**Exercise requirements**
The answer must give back every line of the data exactly, with no pictures.

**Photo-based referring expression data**
————————

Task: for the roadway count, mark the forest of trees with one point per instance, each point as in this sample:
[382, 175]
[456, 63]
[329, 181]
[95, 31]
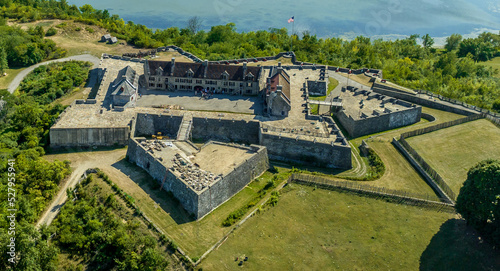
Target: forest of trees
[19, 48]
[457, 71]
[49, 82]
[93, 228]
[25, 120]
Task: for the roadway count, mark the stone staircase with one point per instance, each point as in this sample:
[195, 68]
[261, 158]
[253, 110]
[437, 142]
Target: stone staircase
[186, 147]
[184, 132]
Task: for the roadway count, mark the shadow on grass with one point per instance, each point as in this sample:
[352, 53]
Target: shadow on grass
[167, 202]
[62, 150]
[459, 247]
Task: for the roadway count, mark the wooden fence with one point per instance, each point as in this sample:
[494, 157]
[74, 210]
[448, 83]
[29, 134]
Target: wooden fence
[422, 163]
[428, 169]
[399, 196]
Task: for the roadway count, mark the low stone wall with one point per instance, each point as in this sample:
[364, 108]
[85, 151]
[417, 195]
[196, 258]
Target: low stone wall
[423, 101]
[226, 130]
[233, 182]
[150, 124]
[88, 137]
[138, 154]
[447, 196]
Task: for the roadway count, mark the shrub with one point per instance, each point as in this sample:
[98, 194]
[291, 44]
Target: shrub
[172, 246]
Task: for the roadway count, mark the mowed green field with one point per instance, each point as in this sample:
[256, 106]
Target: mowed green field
[325, 230]
[453, 151]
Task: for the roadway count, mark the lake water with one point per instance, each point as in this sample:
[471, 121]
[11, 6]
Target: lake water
[334, 18]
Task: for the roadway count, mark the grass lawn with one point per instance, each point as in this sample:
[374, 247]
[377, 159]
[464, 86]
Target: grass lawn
[332, 84]
[453, 151]
[11, 74]
[194, 237]
[325, 230]
[360, 78]
[495, 64]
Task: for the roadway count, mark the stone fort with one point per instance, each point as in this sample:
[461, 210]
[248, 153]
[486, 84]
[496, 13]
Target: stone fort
[204, 157]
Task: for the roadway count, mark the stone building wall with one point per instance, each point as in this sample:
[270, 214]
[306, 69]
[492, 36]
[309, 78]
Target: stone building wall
[150, 124]
[424, 101]
[89, 137]
[226, 130]
[137, 154]
[383, 122]
[233, 182]
[200, 203]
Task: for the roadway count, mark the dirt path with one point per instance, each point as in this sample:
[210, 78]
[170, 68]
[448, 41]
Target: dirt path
[80, 162]
[17, 80]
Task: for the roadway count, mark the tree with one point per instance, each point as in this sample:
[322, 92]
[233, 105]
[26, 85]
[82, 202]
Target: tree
[452, 42]
[194, 24]
[3, 61]
[427, 41]
[479, 199]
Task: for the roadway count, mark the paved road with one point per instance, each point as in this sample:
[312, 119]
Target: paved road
[61, 197]
[17, 80]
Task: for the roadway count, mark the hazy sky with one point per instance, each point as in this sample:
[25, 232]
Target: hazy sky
[345, 18]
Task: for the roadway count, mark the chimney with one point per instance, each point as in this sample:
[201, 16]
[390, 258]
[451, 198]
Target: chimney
[172, 61]
[205, 68]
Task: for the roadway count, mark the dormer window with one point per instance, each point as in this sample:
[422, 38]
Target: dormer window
[159, 71]
[249, 76]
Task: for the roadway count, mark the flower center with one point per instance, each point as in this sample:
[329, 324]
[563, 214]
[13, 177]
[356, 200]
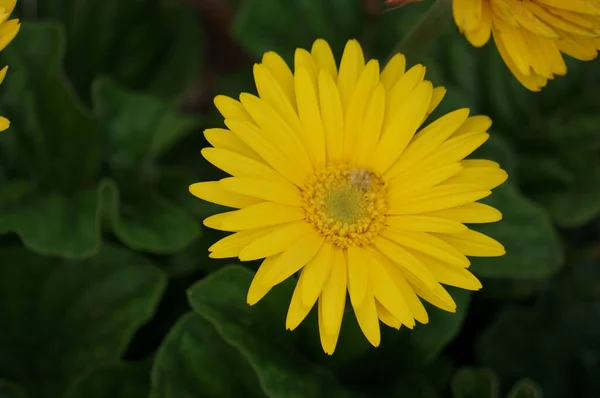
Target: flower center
[346, 204]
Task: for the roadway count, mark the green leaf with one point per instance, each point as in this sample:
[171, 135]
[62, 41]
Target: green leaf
[140, 128]
[475, 383]
[194, 360]
[59, 136]
[53, 158]
[559, 333]
[10, 390]
[568, 187]
[123, 380]
[55, 224]
[64, 319]
[429, 340]
[262, 26]
[150, 46]
[258, 332]
[525, 389]
[533, 248]
[148, 222]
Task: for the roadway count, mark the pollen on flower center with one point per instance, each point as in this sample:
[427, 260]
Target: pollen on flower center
[346, 204]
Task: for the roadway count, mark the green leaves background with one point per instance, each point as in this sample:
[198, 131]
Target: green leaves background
[106, 289]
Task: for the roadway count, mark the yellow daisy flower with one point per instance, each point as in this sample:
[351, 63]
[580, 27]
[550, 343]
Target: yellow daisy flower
[8, 31]
[532, 34]
[330, 179]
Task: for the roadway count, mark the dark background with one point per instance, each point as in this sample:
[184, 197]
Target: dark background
[106, 289]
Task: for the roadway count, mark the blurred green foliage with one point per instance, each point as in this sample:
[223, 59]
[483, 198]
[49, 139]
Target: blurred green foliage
[106, 289]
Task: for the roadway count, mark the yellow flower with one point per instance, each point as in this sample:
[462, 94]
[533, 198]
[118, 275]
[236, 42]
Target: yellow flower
[532, 34]
[8, 31]
[330, 178]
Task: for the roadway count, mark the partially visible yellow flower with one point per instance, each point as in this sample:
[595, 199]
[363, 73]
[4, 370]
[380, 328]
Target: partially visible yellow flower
[8, 31]
[332, 179]
[532, 34]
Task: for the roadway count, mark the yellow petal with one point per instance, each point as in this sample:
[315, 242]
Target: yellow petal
[436, 198]
[480, 177]
[331, 304]
[294, 258]
[298, 310]
[316, 273]
[240, 166]
[351, 67]
[425, 224]
[277, 240]
[393, 71]
[386, 317]
[310, 117]
[470, 213]
[476, 244]
[405, 122]
[3, 73]
[255, 216]
[212, 191]
[231, 245]
[448, 274]
[333, 297]
[8, 31]
[366, 315]
[231, 109]
[428, 139]
[428, 244]
[225, 139]
[4, 123]
[398, 255]
[263, 189]
[332, 115]
[323, 56]
[357, 104]
[388, 294]
[282, 74]
[370, 129]
[257, 288]
[358, 274]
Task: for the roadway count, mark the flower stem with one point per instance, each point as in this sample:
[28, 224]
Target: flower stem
[425, 31]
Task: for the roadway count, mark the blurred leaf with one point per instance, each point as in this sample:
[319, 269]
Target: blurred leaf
[59, 137]
[149, 46]
[568, 186]
[559, 333]
[391, 27]
[475, 383]
[140, 127]
[419, 348]
[194, 360]
[429, 340]
[258, 332]
[10, 390]
[533, 248]
[262, 26]
[525, 389]
[54, 157]
[510, 289]
[123, 380]
[415, 387]
[56, 224]
[148, 222]
[69, 317]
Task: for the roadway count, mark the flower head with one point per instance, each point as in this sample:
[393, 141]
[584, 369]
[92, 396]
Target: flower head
[330, 179]
[8, 31]
[531, 35]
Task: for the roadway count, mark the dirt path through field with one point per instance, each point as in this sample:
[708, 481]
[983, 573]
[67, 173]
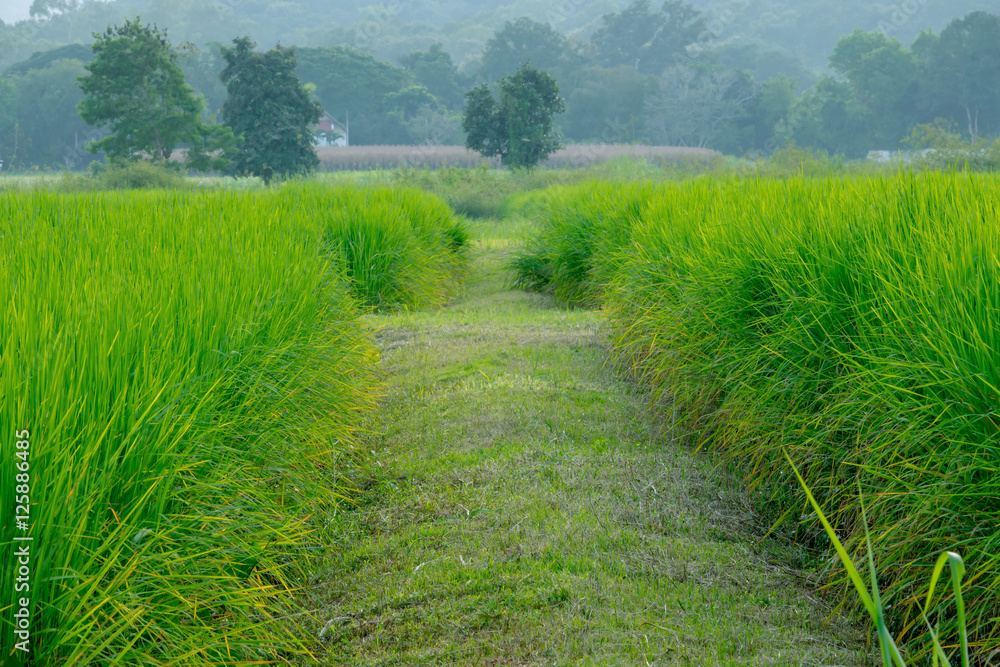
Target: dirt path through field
[531, 516]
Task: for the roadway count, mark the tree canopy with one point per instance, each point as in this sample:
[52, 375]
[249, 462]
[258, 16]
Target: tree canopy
[517, 127]
[269, 110]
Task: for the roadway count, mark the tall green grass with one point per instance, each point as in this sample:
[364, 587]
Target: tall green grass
[194, 375]
[852, 322]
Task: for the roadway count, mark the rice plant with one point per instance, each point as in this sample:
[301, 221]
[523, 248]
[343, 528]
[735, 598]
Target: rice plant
[852, 322]
[190, 374]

————————

**Answer to the problem**
Task: for the roadway count, mark the forest of trees with one point per instance, each point as in this sample:
[382, 175]
[456, 63]
[329, 181]
[95, 31]
Target: forest of trees
[19, 48]
[457, 71]
[49, 82]
[93, 228]
[25, 120]
Task: for the roadway count, mark the stone staircase with one point per instance, each point as in this sample:
[195, 68]
[261, 158]
[253, 110]
[437, 142]
Target: stone staircase
[186, 147]
[184, 132]
Task: for the roadway count, mark the shadow on grass with one point per instance, each point as in this sample:
[352, 53]
Target: shadow on grass
[167, 202]
[62, 150]
[459, 247]
Task: for the roadway count, mark the wooden fence with one point per instance, each point as in this sample:
[494, 157]
[74, 210]
[448, 83]
[29, 134]
Target: wooden fence
[422, 163]
[428, 169]
[399, 196]
Task: for the roadway count, mark the low stone wall with one point per instance, each point as in this sample:
[364, 108]
[85, 151]
[417, 195]
[196, 258]
Target: low stone wall
[423, 101]
[226, 130]
[233, 182]
[150, 124]
[88, 137]
[138, 154]
[447, 196]
Task: for the roadway count, mark the shrub with one point per instance, each point as in this sample:
[98, 194]
[291, 44]
Target: shrub
[172, 246]
Task: for the roadway count, mark the mowed green field with one point per instance, each point as in this sample:
[256, 106]
Target: mowed green field
[325, 230]
[453, 151]
Task: for the roadway count, mark the lake water with one point per instance, each point as in this sample:
[471, 121]
[11, 6]
Target: lake water
[334, 18]
Task: for the roadway count, mark the grass lawn with one point per instance, each point as in this sample:
[374, 247]
[377, 159]
[464, 86]
Target: grass lawn
[332, 84]
[453, 151]
[11, 74]
[194, 237]
[325, 230]
[360, 78]
[495, 64]
Task: for the roadway count, mark the stone fort with one point per instance, each point as in this sample:
[461, 210]
[248, 153]
[486, 84]
[496, 13]
Target: stone fort
[204, 157]
Task: for the roadway count, mark the stone building wall with one point per instance, each point as in this sample:
[270, 214]
[306, 69]
[492, 36]
[309, 78]
Target: stone building wall
[150, 124]
[424, 101]
[89, 137]
[226, 130]
[137, 154]
[383, 122]
[233, 182]
[200, 203]
Task: for the roadway count, mark the dirt path with one point per instance, each point as in this sample:
[210, 78]
[170, 68]
[448, 41]
Target: dirt path
[80, 162]
[17, 80]
Task: for the roadway count, mark the tree with one point per instance, each point as in this sample:
[322, 92]
[233, 105]
[26, 85]
[82, 202]
Target: tree
[452, 42]
[194, 24]
[3, 61]
[427, 41]
[479, 199]
Task: for the roadway count, mark the paved road with one point per instance, each point as in this sample:
[312, 119]
Target: paved road
[61, 197]
[17, 80]
Task: for the roadway count, mark the hazy sky with one point per instance, each point as in this sample:
[25, 232]
Target: hazy sky
[345, 18]
Task: for the roadway count, mark the chimney with one point per instance, each point as in this sample:
[201, 16]
[390, 258]
[451, 198]
Target: chimney
[172, 61]
[205, 68]
Task: for the roadway count, mark the dormer window with one point per instance, each point as in this sample:
[422, 38]
Target: dormer window
[159, 71]
[249, 76]
Task: for the roadway count, mark the flower center with one point per instance, each point as in this sample:
[329, 324]
[563, 214]
[13, 177]
[356, 200]
Target: flower center
[346, 204]
Task: for the roadway count, mark the green leaf with one point per instance, each point as in this sample:
[171, 135]
[62, 41]
Target: green leaf
[140, 128]
[475, 383]
[194, 360]
[59, 136]
[53, 158]
[559, 333]
[10, 390]
[568, 187]
[123, 380]
[55, 224]
[64, 319]
[429, 340]
[262, 26]
[150, 46]
[258, 332]
[525, 389]
[533, 248]
[148, 222]
Task: for the roadway count, mark the pollen on flower center with one point per instance, each point as in this sample:
[427, 260]
Target: pollen on flower center
[346, 204]
Task: for the roadway count, mark the green leaves background with one point per instance, each point as in this sample:
[198, 131]
Target: green leaves background
[106, 289]
Task: for the roadway count, mark the yellow daisy flower with one point per instance, each point as in this sample:
[351, 63]
[580, 27]
[550, 343]
Target: yellow daisy flower
[8, 31]
[532, 34]
[330, 179]
Task: for the roadway count, mark the dark background with one point per instance, each point as in this sample:
[184, 197]
Target: dark background
[106, 289]
Task: for the roadway count, mark the blurred green foliage with one point per instance, each point as in this sample:
[223, 59]
[483, 198]
[49, 139]
Target: blurred green foliage
[106, 289]
Task: for the roadway count, mark the yellow flower with one point per instance, each point as in this sample:
[462, 94]
[533, 198]
[118, 275]
[236, 42]
Target: yellow flower
[532, 34]
[8, 31]
[330, 178]
Task: for the roadway count, mark the partially visible yellow flower with one point per instance, each point as in this sample:
[595, 199]
[363, 73]
[4, 370]
[380, 328]
Target: partially visible yellow flower
[8, 31]
[332, 179]
[532, 34]
Task: for the roadway count, mark the yellow petal with one point per instance, each point as in this sample:
[315, 242]
Target: yellow petal
[436, 198]
[480, 177]
[331, 304]
[294, 258]
[298, 310]
[316, 273]
[240, 166]
[351, 67]
[425, 224]
[277, 240]
[393, 71]
[386, 317]
[310, 117]
[470, 213]
[476, 244]
[405, 122]
[3, 73]
[255, 216]
[212, 191]
[231, 245]
[448, 274]
[333, 297]
[8, 31]
[366, 315]
[231, 109]
[428, 139]
[428, 244]
[225, 139]
[4, 123]
[398, 255]
[263, 189]
[332, 115]
[323, 56]
[357, 104]
[388, 294]
[282, 74]
[370, 129]
[257, 288]
[358, 274]
Task: for the roadway count, mark the flower stem with one point per instance, each point as in this sample:
[28, 224]
Target: flower stem
[425, 31]
Task: for the roadway count, mark the blurred leaf with one point per instance, each point as in this sample:
[319, 269]
Target: blurred leaf
[59, 137]
[149, 46]
[568, 186]
[559, 333]
[391, 27]
[475, 383]
[140, 127]
[419, 348]
[194, 360]
[429, 340]
[258, 332]
[10, 390]
[533, 248]
[262, 26]
[525, 389]
[54, 157]
[510, 289]
[123, 380]
[415, 387]
[56, 224]
[148, 222]
[69, 317]
Task: for the roadway count, mark the flower head with one point per instance, each point as in this sample:
[393, 141]
[584, 369]
[92, 396]
Target: flower head
[330, 179]
[8, 31]
[531, 35]
Task: for the roadway count, mark the dirt path through field with one point per instance, each point as in this sample:
[708, 481]
[983, 573]
[67, 173]
Target: dirt path through field
[531, 516]
Task: for the roadway count, mark the tree canopy with one point per instance, each point as in this sample:
[52, 375]
[249, 462]
[258, 16]
Target: tree canopy
[517, 127]
[269, 110]
Task: for the roadway count, mark the tall green grass with one point per instance, each point as in this sample:
[364, 587]
Target: tall green grass
[194, 375]
[852, 322]
Task: for the roadway count, mark the rice plant with one point per instance, each point as in this sample:
[301, 221]
[523, 248]
[343, 528]
[735, 598]
Target: rice plant
[852, 322]
[190, 374]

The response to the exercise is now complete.